— start of DATASET RECORDS —

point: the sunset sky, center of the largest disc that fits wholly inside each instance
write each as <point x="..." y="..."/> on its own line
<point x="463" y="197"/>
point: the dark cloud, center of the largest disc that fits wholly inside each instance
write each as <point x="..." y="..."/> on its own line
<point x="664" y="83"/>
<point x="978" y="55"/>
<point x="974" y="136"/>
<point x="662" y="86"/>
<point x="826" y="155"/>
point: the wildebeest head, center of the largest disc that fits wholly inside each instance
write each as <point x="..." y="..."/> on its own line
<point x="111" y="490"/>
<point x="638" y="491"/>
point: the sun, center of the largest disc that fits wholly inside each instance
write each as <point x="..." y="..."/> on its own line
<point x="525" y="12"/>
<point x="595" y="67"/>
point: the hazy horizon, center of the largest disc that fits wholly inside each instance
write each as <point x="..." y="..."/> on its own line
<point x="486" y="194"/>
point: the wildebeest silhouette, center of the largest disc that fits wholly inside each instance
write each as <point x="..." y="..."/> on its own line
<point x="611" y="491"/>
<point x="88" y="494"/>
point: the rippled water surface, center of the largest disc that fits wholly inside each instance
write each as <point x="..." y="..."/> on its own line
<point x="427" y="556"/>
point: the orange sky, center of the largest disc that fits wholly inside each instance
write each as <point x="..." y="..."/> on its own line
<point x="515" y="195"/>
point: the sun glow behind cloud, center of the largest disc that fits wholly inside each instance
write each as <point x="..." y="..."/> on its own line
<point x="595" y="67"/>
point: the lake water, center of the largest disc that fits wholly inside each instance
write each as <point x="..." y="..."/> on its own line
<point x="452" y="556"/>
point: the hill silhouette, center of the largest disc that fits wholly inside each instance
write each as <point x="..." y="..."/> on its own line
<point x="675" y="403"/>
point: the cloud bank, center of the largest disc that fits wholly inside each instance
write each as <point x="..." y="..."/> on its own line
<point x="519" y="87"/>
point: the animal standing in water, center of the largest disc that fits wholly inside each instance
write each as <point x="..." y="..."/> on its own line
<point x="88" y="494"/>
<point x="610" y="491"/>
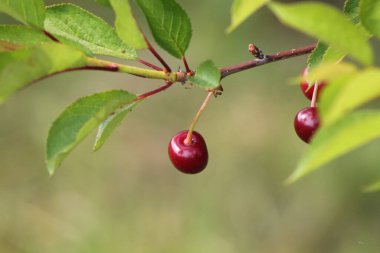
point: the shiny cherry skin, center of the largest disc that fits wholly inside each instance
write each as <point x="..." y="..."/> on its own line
<point x="306" y="123"/>
<point x="188" y="158"/>
<point x="305" y="86"/>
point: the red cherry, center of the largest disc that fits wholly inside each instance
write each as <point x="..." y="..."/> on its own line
<point x="188" y="158"/>
<point x="305" y="86"/>
<point x="306" y="123"/>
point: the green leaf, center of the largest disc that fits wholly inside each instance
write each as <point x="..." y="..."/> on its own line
<point x="352" y="9"/>
<point x="169" y="23"/>
<point x="78" y="120"/>
<point x="22" y="35"/>
<point x="334" y="28"/>
<point x="108" y="126"/>
<point x="30" y="12"/>
<point x="81" y="29"/>
<point x="349" y="94"/>
<point x="316" y="56"/>
<point x="126" y="26"/>
<point x="104" y="2"/>
<point x="374" y="187"/>
<point x="207" y="75"/>
<point x="370" y="16"/>
<point x="337" y="139"/>
<point x="242" y="9"/>
<point x="21" y="67"/>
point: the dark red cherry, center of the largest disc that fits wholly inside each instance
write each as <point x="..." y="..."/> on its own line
<point x="305" y="86"/>
<point x="306" y="123"/>
<point x="188" y="158"/>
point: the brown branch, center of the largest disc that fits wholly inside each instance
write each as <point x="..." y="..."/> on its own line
<point x="226" y="71"/>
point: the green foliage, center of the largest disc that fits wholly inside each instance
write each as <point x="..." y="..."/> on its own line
<point x="81" y="29"/>
<point x="370" y="16"/>
<point x="21" y="67"/>
<point x="78" y="120"/>
<point x="126" y="26"/>
<point x="108" y="126"/>
<point x="207" y="75"/>
<point x="338" y="138"/>
<point x="169" y="23"/>
<point x="333" y="29"/>
<point x="30" y="12"/>
<point x="241" y="10"/>
<point x="22" y="35"/>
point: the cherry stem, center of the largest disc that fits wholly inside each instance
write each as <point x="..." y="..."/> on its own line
<point x="188" y="70"/>
<point x="155" y="91"/>
<point x="226" y="71"/>
<point x="315" y="94"/>
<point x="196" y="118"/>
<point x="150" y="65"/>
<point x="158" y="56"/>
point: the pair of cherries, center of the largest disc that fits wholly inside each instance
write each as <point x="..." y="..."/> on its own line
<point x="191" y="157"/>
<point x="306" y="121"/>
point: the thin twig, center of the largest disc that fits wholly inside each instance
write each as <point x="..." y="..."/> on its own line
<point x="226" y="71"/>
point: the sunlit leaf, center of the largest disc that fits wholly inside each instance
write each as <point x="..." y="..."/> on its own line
<point x="207" y="75"/>
<point x="242" y="9"/>
<point x="21" y="67"/>
<point x="78" y="120"/>
<point x="81" y="29"/>
<point x="334" y="28"/>
<point x="126" y="26"/>
<point x="26" y="11"/>
<point x="337" y="139"/>
<point x="108" y="126"/>
<point x="169" y="23"/>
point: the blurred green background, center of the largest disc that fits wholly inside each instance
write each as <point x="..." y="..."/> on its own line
<point x="127" y="197"/>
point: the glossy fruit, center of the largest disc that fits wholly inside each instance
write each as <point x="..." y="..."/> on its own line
<point x="306" y="123"/>
<point x="305" y="86"/>
<point x="188" y="158"/>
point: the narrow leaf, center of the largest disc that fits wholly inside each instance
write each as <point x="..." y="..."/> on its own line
<point x="22" y="35"/>
<point x="78" y="120"/>
<point x="21" y="67"/>
<point x="30" y="12"/>
<point x="374" y="187"/>
<point x="126" y="26"/>
<point x="169" y="23"/>
<point x="334" y="28"/>
<point x="108" y="126"/>
<point x="241" y="10"/>
<point x="333" y="141"/>
<point x="370" y="16"/>
<point x="349" y="95"/>
<point x="79" y="28"/>
<point x="207" y="75"/>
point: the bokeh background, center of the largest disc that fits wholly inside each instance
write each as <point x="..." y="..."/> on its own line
<point x="127" y="197"/>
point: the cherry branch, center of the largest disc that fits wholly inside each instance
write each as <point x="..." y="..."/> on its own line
<point x="226" y="71"/>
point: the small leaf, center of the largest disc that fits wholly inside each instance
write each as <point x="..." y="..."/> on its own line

— end of DATASET RECORDS —

TASK GOAL: Pictures are to be left out; all else in the entries above is to be quoted exactly.

SOLUTION TO THE PROBLEM:
point: the sunset sky, center of the largest disc that fits wholly inside each instance
write each as <point x="..." y="..."/> on its own line
<point x="463" y="197"/>
point: the dark cloud, center of the largest disc that fits wholly inside each instance
write each as <point x="..." y="..."/> on its own line
<point x="664" y="83"/>
<point x="978" y="55"/>
<point x="974" y="136"/>
<point x="662" y="86"/>
<point x="826" y="155"/>
point: the wildebeest head, center of the largest disc that fits wholly inside each instance
write each as <point x="..." y="..."/> on its own line
<point x="111" y="490"/>
<point x="638" y="491"/>
point: the sun, center of the largest disc that fits wholly inside each instance
write each as <point x="..." y="..."/> on its own line
<point x="525" y="12"/>
<point x="595" y="67"/>
point: the hazy horizon, center of the largest disc that fits wholly inside each instance
write each as <point x="..." y="..."/> on its own line
<point x="486" y="194"/>
point: the wildebeest silhouette, center of the largest disc that fits wholly inside each instance
write each as <point x="..." y="..."/> on its own line
<point x="611" y="491"/>
<point x="88" y="494"/>
point: the rippled water surface, center of the largest disc that fits wholly inside each instance
write each as <point x="..." y="..."/> on its own line
<point x="427" y="556"/>
point: the orange sky, center of the largest disc that fits wholly inside each instance
write each as <point x="..." y="..."/> on its own line
<point x="515" y="195"/>
point: the sun glow behind cloud, center of the largest disc that fits wholly inside each instance
write each as <point x="..." y="..."/> on its own line
<point x="595" y="67"/>
point: the lake water, center of the largest disc that fits wholly inside each instance
write each as <point x="..." y="..."/> on its own line
<point x="452" y="556"/>
point: the hill silhouette, center of the largest disc that fits wholly inside each instance
write each as <point x="..." y="..."/> on its own line
<point x="675" y="403"/>
point: the cloud bank, center of the largest disc that fits wholly inside each instance
write each as <point x="..." y="..."/> on its own line
<point x="519" y="87"/>
point: the animal standing in water, center of the largest disc that fits wholly inside each instance
write each as <point x="..." y="..."/> on its own line
<point x="88" y="494"/>
<point x="610" y="491"/>
point: the shiny cherry skin, center of the largest disc that fits wholly inside each instance
write each as <point x="..." y="..."/> on its own line
<point x="306" y="123"/>
<point x="188" y="158"/>
<point x="305" y="86"/>
point: the red cherry, center of the largest disc that fits wholly inside each instance
write each as <point x="..." y="..."/> on its own line
<point x="188" y="158"/>
<point x="305" y="86"/>
<point x="306" y="123"/>
point: the green leaf, center of the largest disc that fits wholly inside each instance
write each as <point x="..." y="..."/> on its own line
<point x="352" y="9"/>
<point x="169" y="23"/>
<point x="78" y="120"/>
<point x="22" y="35"/>
<point x="334" y="28"/>
<point x="108" y="126"/>
<point x="30" y="12"/>
<point x="81" y="29"/>
<point x="349" y="94"/>
<point x="316" y="56"/>
<point x="126" y="26"/>
<point x="104" y="2"/>
<point x="374" y="187"/>
<point x="207" y="75"/>
<point x="370" y="16"/>
<point x="337" y="139"/>
<point x="242" y="9"/>
<point x="21" y="67"/>
point: the dark red cherry, center of the largest disc that fits wholly inside each instance
write each as <point x="..." y="..."/> on its own line
<point x="305" y="86"/>
<point x="306" y="123"/>
<point x="188" y="158"/>
point: the brown branch, center of the largest disc that fits wholly inside each instance
write each as <point x="..." y="..."/> on its own line
<point x="226" y="71"/>
point: the green foliage, center of the largest disc that fits wholly inside each instance
write each as <point x="..." y="..."/> on its own line
<point x="81" y="29"/>
<point x="370" y="16"/>
<point x="21" y="67"/>
<point x="78" y="120"/>
<point x="126" y="26"/>
<point x="108" y="126"/>
<point x="207" y="75"/>
<point x="338" y="138"/>
<point x="169" y="23"/>
<point x="333" y="29"/>
<point x="30" y="12"/>
<point x="241" y="10"/>
<point x="22" y="35"/>
point: the cherry stem, center of the largest disc that fits wholly inside each instance
write each as <point x="..." y="..."/> on its own line
<point x="188" y="70"/>
<point x="155" y="91"/>
<point x="226" y="71"/>
<point x="315" y="94"/>
<point x="196" y="118"/>
<point x="150" y="65"/>
<point x="158" y="56"/>
point: the pair of cherries, center of the largest disc that fits wholly inside each instance
write each as <point x="..." y="..."/> on its own line
<point x="191" y="157"/>
<point x="306" y="121"/>
point: the thin twig, center of the largest disc that fits wholly inside each instance
write each as <point x="..." y="..."/> on its own line
<point x="226" y="71"/>
point: the sunlit leaf, center of the largest disc that fits wholly inside each instance
write each as <point x="..." y="..."/> on its own line
<point x="207" y="75"/>
<point x="242" y="9"/>
<point x="21" y="67"/>
<point x="78" y="120"/>
<point x="81" y="29"/>
<point x="334" y="28"/>
<point x="126" y="26"/>
<point x="26" y="11"/>
<point x="337" y="139"/>
<point x="108" y="126"/>
<point x="169" y="23"/>
point: the blurred green background, center of the largest disc that fits wholly inside each instance
write each as <point x="..." y="..."/> on its own line
<point x="127" y="197"/>
point: the glossy fruit, center of the largest disc that fits wholly inside each instance
write each as <point x="..." y="..."/> on its own line
<point x="306" y="123"/>
<point x="305" y="86"/>
<point x="188" y="158"/>
point: the narrow leaf, center of the largest disc that fits wholly inside each instance
write each as <point x="..." y="..."/> on its own line
<point x="22" y="35"/>
<point x="78" y="120"/>
<point x="21" y="67"/>
<point x="30" y="12"/>
<point x="374" y="187"/>
<point x="126" y="26"/>
<point x="169" y="23"/>
<point x="334" y="28"/>
<point x="108" y="126"/>
<point x="241" y="10"/>
<point x="333" y="141"/>
<point x="370" y="16"/>
<point x="349" y="95"/>
<point x="79" y="28"/>
<point x="207" y="75"/>
point: the bokeh background, center of the largest disc that fits wholly inside each instance
write each as <point x="..." y="..."/> on its own line
<point x="127" y="197"/>
point: the cherry branch, center of the largest disc that fits wholly inside each instance
write each as <point x="..." y="..."/> on its own line
<point x="226" y="71"/>
point: the small leaf, center of the largest disc that fits wholly inside each instance
write each as <point x="..." y="..."/> on its own line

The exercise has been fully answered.